Assignment: Take the lines below from the first through the one that contains "Every instance of the spectator" and copy them exactly.

Information provided:
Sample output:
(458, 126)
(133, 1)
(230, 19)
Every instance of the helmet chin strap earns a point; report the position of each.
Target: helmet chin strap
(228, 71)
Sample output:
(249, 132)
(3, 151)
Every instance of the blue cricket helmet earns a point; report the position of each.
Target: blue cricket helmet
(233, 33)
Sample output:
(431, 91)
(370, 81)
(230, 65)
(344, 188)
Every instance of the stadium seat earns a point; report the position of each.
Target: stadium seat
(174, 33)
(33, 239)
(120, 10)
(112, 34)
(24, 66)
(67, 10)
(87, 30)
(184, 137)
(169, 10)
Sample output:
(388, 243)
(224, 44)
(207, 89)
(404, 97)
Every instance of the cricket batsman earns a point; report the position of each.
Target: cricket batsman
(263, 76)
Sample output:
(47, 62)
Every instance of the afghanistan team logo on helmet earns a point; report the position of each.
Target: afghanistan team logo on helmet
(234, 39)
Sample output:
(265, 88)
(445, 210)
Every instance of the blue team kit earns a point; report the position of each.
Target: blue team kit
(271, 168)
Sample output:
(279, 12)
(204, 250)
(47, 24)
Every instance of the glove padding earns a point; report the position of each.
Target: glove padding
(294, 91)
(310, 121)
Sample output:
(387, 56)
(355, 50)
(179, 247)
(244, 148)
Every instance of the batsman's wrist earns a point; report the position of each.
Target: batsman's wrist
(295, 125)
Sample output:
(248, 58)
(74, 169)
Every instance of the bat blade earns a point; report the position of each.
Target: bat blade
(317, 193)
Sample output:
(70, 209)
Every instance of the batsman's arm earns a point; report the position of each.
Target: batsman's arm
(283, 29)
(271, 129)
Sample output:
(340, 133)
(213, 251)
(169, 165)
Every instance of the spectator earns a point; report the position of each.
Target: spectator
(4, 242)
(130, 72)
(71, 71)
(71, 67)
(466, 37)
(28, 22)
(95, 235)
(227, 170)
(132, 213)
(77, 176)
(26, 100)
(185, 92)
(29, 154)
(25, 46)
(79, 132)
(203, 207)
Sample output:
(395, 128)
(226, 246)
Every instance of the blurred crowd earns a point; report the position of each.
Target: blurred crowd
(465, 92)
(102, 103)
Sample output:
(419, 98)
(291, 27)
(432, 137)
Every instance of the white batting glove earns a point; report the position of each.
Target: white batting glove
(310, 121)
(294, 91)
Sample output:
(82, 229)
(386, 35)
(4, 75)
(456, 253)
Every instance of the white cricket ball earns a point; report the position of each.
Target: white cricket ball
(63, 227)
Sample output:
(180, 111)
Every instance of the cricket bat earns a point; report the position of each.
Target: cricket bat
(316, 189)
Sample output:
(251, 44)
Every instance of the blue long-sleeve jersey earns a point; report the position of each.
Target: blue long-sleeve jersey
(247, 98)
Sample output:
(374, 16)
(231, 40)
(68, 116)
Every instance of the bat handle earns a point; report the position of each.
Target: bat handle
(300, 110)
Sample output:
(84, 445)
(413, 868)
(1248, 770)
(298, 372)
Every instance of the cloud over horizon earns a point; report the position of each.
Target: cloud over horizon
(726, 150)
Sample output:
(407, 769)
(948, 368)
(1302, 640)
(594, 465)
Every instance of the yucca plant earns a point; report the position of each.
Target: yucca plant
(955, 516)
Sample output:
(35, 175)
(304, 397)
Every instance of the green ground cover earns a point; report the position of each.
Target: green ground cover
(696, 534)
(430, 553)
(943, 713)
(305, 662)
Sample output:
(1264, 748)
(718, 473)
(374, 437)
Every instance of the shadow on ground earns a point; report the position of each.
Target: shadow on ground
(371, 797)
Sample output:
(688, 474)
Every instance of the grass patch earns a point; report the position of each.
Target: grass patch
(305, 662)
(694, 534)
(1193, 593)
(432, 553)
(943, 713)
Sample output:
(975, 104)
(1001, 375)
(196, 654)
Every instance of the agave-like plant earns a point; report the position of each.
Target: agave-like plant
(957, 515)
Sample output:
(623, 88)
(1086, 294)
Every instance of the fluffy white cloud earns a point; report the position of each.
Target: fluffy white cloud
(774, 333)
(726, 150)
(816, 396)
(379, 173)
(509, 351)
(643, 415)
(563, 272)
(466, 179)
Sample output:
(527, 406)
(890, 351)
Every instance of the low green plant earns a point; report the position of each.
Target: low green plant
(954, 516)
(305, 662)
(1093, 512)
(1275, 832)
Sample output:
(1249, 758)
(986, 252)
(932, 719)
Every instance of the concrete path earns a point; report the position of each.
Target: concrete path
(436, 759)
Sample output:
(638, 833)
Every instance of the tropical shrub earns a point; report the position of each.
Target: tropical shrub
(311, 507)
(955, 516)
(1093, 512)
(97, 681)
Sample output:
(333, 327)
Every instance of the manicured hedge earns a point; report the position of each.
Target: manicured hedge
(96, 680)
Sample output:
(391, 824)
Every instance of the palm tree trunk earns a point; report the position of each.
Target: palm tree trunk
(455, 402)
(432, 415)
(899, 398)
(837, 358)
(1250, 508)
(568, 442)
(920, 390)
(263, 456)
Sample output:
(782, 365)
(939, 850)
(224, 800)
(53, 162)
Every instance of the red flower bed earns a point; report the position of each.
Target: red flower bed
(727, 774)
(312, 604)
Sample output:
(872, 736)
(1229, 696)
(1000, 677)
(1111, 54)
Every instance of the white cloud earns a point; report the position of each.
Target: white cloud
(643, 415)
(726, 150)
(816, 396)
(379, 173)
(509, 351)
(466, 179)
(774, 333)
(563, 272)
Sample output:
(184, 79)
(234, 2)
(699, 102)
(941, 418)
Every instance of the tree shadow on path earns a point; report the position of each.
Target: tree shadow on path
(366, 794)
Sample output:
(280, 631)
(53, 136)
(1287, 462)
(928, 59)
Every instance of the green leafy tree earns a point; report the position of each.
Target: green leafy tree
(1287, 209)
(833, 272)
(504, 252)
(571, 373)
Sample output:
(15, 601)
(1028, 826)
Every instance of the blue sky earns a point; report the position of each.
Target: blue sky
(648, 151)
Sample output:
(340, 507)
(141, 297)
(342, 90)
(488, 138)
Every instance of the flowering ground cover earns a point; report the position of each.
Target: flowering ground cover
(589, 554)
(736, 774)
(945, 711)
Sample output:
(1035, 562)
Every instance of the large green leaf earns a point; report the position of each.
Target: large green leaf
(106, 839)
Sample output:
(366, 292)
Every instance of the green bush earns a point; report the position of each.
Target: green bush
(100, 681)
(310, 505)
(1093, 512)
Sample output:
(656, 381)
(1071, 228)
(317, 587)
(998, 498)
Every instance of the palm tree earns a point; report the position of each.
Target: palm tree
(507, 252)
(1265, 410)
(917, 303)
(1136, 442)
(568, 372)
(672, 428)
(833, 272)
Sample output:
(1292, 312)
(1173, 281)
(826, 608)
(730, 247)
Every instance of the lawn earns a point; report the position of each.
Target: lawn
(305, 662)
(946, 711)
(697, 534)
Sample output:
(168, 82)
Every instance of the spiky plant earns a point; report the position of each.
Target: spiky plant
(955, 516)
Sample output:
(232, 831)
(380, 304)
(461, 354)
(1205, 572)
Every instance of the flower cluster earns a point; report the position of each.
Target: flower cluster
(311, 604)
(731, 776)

Exercise answer:
Sample output:
(458, 126)
(133, 1)
(230, 19)
Every instance of the helmet chin strap earns a point; report the position of each.
Target: helmet chin strap
(228, 71)
Sample output:
(249, 132)
(3, 151)
Every instance of the blue cricket helmet earns a point; report the position of each.
Target: blue cricket helmet
(233, 33)
Sample output:
(431, 91)
(370, 81)
(230, 65)
(344, 188)
Every instance of the stadium seat earns a point; report the position of each.
Target: stadium seat
(174, 33)
(33, 239)
(120, 10)
(112, 34)
(24, 66)
(67, 10)
(87, 30)
(184, 137)
(169, 10)
Sample output:
(388, 243)
(224, 44)
(207, 89)
(404, 97)
Every instance of the cricket batsman earns a point; report the position of each.
Target: cricket batsman
(263, 76)
Sample output:
(47, 62)
Every instance of the afghanistan team logo on helmet earns a point; report the position of each.
Target: afghanistan team logo on helmet
(234, 39)
Sample output:
(265, 88)
(445, 210)
Every instance of the blue team kit earns a point; report the position of each.
Target: blue team kit
(271, 168)
Sample output:
(279, 12)
(204, 250)
(47, 24)
Every instance of the glove padding earns a point; report the position of each.
Target: glove padding
(294, 91)
(310, 121)
Sample output:
(387, 56)
(355, 50)
(179, 247)
(244, 148)
Every instance of the batsman's wrist earns a point; report the position of each.
Target: batsman's wrist
(295, 125)
Sample output:
(248, 58)
(74, 169)
Every instance of the bat blade earns a point; report the position of each.
Target: bat blade
(317, 193)
Sample output:
(70, 209)
Every instance of the batsman's arm earns a point; report the position of each.
Target: batsman's arm
(283, 29)
(271, 129)
Sample output:
(340, 133)
(213, 251)
(169, 165)
Every instance of the spectator earns a point; report the position of each.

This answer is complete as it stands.